SET PROBLEM: Please return each line in the rows below that contains the string "left", copied without changes.

LISTED ENTRIES:
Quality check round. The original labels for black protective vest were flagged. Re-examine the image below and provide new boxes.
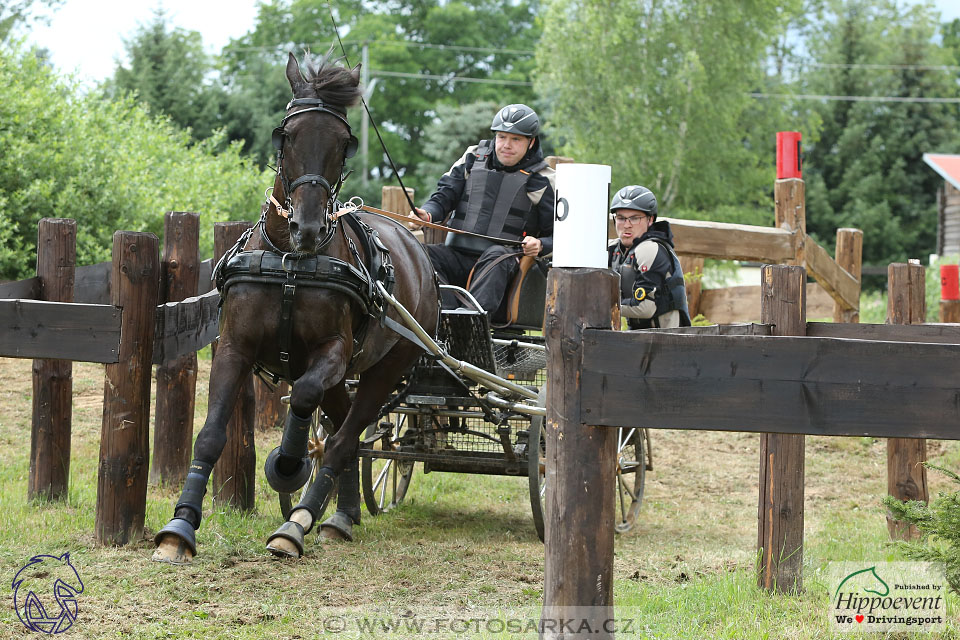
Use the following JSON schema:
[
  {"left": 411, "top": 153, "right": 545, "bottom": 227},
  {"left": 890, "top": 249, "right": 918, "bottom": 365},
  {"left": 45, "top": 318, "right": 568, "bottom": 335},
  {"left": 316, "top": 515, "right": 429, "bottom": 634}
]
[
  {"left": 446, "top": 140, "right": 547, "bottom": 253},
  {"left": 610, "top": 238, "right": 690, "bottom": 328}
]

SOLVED EXERCISE:
  {"left": 411, "top": 153, "right": 545, "bottom": 227},
  {"left": 890, "top": 249, "right": 918, "bottom": 365},
  {"left": 45, "top": 318, "right": 568, "bottom": 335},
  {"left": 316, "top": 515, "right": 429, "bottom": 634}
  {"left": 446, "top": 140, "right": 547, "bottom": 253},
  {"left": 610, "top": 238, "right": 690, "bottom": 328}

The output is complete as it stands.